**DOCUMENT SECTION:**
---+---
It all came to a head when post call (the morning after a 30 hour hospital shift) and EXHAUSTED from a busy night on service, one of my attending physicians sat me down and gave me “feedback”. This consisted of him ripping me to shreds (this is not an exaggeration-he uttered the words “I am not calling you stupid, but…”). I left that day dejected, defeated, and wondering for the first time in my life if I had made the wrong career move by going into medicine. I remember sitting on the couch of our little apartment in Cincinnati with Adrian and crying my eyes out.

The next thing that I did was what ultimately altered the course of my trajectory in medicine, and by extension, in my life. I sat down with one of the senior residents on the team. “I need help” I said, with tears in my eyes. I needed to know how other people viewed me, and needed some actionable tips to help change my actions so that I could improve my performance. To this day I am grateful for this resident. She was kind, yet firm: exactly what I needed. She told me exactly what I didn’t want to hear and needed desperately to hear: I came across as incompetent, unsure of myself, and like I didn’t know what was going on.

Yikes.
---+---
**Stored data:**
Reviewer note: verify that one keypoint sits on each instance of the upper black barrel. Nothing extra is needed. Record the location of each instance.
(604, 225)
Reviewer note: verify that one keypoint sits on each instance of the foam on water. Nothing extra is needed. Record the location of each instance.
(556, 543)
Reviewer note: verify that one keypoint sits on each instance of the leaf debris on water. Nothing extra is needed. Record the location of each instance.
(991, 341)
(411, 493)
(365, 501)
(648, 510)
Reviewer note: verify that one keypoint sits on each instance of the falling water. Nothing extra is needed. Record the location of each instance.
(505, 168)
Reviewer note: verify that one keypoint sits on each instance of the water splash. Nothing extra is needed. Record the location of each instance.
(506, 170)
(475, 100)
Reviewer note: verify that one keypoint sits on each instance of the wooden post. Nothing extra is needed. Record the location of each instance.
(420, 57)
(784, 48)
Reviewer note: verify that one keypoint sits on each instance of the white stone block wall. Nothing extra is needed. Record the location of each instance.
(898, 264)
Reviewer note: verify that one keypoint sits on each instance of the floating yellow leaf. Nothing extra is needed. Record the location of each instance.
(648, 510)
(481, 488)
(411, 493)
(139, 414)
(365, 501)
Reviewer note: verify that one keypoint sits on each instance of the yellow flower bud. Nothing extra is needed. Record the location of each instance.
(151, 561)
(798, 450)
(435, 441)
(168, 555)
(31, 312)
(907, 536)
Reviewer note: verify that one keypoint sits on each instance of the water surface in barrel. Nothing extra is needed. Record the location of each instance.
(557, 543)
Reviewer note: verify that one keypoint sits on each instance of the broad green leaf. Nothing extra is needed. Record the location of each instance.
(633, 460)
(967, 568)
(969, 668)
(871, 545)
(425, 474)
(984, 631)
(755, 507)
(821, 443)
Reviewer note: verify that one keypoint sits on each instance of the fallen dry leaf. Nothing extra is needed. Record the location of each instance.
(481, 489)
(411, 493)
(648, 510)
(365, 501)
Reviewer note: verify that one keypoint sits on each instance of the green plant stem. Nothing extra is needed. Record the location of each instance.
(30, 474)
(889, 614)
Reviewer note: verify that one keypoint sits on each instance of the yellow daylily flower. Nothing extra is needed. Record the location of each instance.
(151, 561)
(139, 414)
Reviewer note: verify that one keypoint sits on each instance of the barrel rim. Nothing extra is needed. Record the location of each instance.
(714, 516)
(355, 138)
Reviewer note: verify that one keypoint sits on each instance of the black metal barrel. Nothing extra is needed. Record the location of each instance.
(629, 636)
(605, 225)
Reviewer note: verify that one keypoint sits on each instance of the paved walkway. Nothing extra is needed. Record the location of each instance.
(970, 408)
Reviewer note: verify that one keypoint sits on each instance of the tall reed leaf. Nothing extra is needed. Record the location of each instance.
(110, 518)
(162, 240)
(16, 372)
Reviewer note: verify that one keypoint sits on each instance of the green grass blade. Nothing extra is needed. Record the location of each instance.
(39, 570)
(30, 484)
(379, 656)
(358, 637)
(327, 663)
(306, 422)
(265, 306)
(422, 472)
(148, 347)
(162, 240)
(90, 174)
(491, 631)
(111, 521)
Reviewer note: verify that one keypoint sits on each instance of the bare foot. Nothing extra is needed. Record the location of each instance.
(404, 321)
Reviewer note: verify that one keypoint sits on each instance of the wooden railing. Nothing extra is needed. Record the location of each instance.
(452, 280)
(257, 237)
---+---
**PROBLEM STATEMENT:** Continue the story about the harsh feedback during medical training from where it stops.

**EXERCISE RESPONSE:**
It was worse than I thought. “What do I do?” I asked. How can I change and improve? I wanted to be better for my patients, and I didn’t want to develop a negative reputation that stayed with me throughout training. My senior resident then gave me the most profound and best professional advice that I have ever received.

She told me that she knows that I feel like I don’t belong or that I am an imposter. She felt the same way just the year before, when she herself was an intern. The best was that she has been able to conquer her imposter syndrome and to change the course of her training has been to: FAKE IT UNTIL YOU MAKE IT.

I looked at her blankly.

Look, she said. If you aren’t confident with your knowledge, your patients will not have confidence in you; your co-residents will not have confidence in you; your attendings will not have confidence in you. But, most importantly, YOU will not have confidence in YOU. And then, it becomes a vicious cycle. She explained that the only way to break the imposter syndrome cycle is to fake it. When you are asked a question, answer with conviction. If you do not know, say what you DO know about the subject, then state what your knowledge deficit is, and your plan of action to gain the knowledge. Don’t beat yourself up or have any negative self-talk. Just-do it. Look it up. Gain the knowledge. And continue with your day.

I was skeptical. But what did I have to lose? What I was doing was definitely not working, so I was willing to try something new. My next rotation was in the emergency room, which is an imposter’s worst nightmare. It is fast-paced and busy, and what you know or don’t know will be put to the test. She told me to try out the new method in the ER. She told me that I would either sink or swim in the emergency room, and that the time to start was now.

I could barely eat the morning before my first ER shift. I was sick to my stomach with dread.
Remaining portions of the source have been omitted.